- **Assignment**:
Return the lines from the line containing "For the site audit, find each instance of the bare" onward. Each must match exactly, and the last line of the listing below must be included.

- **Available data**:
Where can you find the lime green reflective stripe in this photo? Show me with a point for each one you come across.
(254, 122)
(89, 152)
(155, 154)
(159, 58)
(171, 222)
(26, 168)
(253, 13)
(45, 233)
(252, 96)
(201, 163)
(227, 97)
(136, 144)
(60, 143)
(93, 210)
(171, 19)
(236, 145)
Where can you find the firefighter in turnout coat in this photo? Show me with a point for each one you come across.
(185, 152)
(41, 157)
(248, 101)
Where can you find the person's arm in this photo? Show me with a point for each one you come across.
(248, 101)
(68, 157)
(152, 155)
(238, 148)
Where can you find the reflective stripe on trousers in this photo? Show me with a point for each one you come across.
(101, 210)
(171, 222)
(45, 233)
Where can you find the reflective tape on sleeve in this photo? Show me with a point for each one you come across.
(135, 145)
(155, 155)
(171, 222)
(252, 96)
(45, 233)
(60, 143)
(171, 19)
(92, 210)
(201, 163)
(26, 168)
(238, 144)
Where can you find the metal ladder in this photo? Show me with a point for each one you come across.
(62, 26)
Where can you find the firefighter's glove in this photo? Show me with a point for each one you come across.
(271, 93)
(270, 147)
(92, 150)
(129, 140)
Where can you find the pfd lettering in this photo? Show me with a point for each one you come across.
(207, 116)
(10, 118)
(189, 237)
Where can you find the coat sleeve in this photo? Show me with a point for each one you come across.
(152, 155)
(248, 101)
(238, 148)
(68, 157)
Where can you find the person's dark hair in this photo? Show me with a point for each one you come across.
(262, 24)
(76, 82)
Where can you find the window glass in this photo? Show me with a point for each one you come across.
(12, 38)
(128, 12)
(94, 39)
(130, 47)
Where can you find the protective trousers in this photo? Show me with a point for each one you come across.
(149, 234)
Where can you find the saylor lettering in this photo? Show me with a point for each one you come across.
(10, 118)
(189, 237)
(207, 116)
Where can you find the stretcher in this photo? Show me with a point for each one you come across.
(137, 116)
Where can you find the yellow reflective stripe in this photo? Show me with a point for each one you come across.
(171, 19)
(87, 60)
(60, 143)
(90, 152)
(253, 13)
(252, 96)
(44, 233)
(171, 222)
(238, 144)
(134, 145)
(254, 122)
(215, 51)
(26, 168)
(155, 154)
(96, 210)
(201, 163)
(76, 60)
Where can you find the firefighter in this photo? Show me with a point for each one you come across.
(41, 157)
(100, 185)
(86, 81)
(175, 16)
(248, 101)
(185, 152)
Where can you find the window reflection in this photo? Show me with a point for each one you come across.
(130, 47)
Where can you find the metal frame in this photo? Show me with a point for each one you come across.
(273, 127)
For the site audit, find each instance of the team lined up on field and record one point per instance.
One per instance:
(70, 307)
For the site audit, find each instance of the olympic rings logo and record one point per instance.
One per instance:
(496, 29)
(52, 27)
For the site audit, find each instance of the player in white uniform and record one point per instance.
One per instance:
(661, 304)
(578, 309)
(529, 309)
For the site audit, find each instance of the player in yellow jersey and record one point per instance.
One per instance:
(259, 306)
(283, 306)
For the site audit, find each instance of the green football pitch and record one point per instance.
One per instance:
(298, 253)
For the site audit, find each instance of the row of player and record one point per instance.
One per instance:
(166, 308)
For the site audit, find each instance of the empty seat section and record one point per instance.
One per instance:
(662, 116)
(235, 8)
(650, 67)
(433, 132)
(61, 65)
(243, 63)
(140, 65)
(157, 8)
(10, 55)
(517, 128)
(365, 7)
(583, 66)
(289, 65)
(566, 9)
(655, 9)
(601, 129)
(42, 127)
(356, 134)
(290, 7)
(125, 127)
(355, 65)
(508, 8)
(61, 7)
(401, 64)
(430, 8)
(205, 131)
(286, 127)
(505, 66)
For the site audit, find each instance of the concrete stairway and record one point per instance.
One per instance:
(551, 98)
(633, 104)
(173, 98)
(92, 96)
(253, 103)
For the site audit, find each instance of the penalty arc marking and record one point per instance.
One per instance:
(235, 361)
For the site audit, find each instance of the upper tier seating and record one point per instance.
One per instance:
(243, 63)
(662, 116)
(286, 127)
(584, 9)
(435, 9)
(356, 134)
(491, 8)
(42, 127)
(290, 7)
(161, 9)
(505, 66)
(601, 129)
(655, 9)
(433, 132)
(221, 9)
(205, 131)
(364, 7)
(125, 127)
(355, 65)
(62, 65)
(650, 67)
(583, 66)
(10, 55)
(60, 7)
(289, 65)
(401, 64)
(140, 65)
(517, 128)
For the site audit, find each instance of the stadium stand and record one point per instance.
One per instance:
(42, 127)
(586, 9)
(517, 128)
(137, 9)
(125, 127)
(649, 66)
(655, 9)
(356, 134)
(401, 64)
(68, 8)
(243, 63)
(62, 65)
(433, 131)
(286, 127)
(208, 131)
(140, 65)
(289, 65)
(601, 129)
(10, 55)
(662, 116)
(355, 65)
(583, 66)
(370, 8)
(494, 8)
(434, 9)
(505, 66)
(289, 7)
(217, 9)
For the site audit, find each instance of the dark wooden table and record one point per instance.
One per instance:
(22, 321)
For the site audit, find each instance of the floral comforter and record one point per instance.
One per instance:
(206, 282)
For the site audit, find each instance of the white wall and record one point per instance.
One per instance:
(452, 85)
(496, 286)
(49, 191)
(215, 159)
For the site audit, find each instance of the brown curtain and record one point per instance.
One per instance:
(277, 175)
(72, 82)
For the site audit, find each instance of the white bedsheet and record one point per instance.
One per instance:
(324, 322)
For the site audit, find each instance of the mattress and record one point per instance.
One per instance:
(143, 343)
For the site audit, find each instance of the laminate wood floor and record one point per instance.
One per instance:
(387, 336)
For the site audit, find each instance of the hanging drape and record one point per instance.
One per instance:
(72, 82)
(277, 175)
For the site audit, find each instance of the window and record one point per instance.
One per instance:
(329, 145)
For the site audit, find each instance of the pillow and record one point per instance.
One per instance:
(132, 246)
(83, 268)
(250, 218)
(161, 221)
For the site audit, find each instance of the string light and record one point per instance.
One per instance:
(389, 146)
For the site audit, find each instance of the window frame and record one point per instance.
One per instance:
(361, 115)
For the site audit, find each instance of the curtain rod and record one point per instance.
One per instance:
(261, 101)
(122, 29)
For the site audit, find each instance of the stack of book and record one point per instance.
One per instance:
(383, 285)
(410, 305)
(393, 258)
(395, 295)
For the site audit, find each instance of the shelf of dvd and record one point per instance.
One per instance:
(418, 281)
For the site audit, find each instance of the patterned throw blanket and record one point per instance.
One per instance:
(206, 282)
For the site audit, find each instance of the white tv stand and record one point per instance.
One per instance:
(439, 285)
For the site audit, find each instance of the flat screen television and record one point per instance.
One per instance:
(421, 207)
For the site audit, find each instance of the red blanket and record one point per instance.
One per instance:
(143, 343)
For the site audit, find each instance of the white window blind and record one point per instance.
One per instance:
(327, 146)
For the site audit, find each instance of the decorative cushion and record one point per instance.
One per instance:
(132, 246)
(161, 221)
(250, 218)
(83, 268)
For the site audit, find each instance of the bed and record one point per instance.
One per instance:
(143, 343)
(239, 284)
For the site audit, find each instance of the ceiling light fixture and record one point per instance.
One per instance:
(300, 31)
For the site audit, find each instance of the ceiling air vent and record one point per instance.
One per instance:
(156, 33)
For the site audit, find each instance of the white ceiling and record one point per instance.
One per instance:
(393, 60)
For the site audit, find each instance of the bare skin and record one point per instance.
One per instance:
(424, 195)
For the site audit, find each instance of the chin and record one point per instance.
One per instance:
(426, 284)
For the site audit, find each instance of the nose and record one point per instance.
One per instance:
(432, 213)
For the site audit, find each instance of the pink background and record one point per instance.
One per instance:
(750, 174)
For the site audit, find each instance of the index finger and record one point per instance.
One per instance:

- **Solution to this task**:
For the site audit, find each instance of the bare skin and record one point per instance.
One per instance:
(424, 195)
For the site audit, find each instance of the chin and record one point per instance.
One per instance:
(426, 284)
For the site audit, find each instance of the nose and record one point per instance.
One per instance:
(432, 213)
For the site audit, find each instance of the pink background and record one point per instance.
One per instance:
(750, 174)
For the site audit, find each instance of the index finger and record one point per instance.
One per instance:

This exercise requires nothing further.